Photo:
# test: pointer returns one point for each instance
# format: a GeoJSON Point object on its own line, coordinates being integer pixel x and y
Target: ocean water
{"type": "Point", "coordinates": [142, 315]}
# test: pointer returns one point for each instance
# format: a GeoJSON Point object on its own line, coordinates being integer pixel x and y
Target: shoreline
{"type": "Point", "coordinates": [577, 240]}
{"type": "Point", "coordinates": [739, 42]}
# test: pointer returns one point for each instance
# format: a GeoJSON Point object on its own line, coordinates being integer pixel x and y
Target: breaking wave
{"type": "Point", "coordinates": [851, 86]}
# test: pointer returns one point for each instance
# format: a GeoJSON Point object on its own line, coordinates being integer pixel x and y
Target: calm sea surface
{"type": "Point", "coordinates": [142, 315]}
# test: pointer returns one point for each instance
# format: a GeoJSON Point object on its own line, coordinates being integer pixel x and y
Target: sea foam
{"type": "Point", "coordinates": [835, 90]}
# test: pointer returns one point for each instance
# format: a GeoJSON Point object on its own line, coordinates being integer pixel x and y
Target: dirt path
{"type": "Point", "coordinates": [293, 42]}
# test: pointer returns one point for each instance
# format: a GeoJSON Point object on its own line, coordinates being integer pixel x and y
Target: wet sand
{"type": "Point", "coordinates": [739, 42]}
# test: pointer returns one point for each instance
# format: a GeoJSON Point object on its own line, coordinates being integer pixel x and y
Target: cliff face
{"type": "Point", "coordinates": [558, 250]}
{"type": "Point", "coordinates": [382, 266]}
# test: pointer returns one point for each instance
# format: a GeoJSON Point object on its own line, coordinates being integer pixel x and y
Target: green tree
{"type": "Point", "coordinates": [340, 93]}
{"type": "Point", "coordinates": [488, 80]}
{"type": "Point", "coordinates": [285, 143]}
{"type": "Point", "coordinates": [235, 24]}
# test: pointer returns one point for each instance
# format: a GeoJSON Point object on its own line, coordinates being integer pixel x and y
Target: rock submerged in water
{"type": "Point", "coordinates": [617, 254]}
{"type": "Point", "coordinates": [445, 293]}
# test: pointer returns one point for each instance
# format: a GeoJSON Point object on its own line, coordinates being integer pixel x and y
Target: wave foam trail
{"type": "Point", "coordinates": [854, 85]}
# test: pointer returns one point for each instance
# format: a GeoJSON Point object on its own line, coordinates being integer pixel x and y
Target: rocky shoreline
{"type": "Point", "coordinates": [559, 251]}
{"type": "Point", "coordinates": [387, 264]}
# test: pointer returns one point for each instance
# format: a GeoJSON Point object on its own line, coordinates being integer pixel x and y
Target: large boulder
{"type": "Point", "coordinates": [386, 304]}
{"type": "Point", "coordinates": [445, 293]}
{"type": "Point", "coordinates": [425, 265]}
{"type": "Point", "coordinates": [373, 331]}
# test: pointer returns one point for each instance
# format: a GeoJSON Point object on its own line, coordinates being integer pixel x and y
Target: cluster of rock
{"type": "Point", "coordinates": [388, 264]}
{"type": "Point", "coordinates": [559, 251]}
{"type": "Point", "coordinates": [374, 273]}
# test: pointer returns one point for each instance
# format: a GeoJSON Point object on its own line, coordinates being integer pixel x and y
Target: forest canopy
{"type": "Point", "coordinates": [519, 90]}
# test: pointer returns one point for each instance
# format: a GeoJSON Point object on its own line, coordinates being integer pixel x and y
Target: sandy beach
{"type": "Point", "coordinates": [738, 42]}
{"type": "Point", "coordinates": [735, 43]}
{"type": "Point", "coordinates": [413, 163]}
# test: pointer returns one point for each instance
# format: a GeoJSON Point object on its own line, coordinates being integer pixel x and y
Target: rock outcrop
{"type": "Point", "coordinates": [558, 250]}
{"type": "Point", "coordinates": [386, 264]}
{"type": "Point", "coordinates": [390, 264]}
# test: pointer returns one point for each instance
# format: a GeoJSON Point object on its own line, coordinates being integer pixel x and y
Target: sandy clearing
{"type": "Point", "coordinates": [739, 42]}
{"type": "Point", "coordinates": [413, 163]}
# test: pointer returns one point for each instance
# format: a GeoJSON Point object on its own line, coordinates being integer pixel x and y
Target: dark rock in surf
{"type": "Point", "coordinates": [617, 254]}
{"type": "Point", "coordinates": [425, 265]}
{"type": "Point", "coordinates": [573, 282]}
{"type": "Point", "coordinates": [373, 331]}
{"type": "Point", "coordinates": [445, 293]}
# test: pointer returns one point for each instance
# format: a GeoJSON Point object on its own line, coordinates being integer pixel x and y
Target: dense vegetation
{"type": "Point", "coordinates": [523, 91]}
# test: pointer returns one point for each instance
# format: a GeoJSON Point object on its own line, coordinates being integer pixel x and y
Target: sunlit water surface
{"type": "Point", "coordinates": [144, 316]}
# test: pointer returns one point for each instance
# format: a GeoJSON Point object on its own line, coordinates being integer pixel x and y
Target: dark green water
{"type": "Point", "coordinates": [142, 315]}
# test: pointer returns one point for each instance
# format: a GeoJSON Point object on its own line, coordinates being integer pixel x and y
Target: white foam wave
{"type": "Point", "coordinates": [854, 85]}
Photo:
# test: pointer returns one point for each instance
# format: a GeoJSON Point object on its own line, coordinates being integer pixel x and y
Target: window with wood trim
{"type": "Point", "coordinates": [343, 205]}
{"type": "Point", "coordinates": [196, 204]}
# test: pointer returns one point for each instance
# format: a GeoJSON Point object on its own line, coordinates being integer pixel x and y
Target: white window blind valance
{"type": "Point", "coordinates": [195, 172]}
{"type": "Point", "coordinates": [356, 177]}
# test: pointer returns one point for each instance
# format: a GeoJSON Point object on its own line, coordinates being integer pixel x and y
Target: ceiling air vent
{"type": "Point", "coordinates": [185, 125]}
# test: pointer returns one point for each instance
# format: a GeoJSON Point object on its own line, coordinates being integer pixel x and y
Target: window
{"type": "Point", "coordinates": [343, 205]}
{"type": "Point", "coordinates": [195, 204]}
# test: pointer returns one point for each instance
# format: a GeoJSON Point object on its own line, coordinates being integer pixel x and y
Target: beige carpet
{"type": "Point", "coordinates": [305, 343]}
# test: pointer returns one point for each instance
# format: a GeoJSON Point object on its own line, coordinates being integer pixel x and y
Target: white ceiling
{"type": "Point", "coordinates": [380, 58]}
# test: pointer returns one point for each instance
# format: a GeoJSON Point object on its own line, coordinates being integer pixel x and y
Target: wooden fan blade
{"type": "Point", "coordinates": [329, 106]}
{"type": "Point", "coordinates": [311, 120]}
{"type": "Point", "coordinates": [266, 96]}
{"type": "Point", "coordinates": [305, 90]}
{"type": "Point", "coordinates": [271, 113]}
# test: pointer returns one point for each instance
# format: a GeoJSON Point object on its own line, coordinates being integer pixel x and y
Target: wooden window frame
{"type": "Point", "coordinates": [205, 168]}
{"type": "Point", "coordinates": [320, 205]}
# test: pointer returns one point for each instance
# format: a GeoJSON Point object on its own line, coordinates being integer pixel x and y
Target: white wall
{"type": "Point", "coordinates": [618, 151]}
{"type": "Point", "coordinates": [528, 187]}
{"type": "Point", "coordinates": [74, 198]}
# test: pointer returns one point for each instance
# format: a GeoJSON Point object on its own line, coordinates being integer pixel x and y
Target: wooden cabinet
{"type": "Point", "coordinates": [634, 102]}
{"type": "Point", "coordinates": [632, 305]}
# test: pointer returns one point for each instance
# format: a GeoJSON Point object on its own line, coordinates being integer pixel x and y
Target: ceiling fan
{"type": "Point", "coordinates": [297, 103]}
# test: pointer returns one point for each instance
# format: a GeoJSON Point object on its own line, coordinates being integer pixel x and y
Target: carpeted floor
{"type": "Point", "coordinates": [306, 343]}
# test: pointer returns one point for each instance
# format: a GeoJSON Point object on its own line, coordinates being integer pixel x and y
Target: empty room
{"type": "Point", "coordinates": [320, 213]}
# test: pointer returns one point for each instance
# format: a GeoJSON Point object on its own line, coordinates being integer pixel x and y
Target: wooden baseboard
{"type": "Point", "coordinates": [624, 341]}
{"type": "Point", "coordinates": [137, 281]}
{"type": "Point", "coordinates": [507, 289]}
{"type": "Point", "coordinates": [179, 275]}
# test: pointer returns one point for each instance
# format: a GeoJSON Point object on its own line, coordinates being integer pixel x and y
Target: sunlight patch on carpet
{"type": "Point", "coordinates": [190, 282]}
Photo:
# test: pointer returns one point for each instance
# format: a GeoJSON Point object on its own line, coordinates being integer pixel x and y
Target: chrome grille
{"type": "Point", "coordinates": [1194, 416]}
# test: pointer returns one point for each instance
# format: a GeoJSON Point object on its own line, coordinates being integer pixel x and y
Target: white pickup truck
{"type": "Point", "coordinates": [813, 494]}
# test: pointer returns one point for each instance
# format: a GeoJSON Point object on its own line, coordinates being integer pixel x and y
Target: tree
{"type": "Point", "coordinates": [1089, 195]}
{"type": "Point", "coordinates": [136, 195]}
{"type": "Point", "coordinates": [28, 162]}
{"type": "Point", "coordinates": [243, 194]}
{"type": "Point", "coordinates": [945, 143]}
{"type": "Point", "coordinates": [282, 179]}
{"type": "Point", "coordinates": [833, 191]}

====

To do ▸
Find every line in the listing that contains the word "green" and copy each one out in full. Case counts.

Right answer ▸
Target: green tree
Target: dark green water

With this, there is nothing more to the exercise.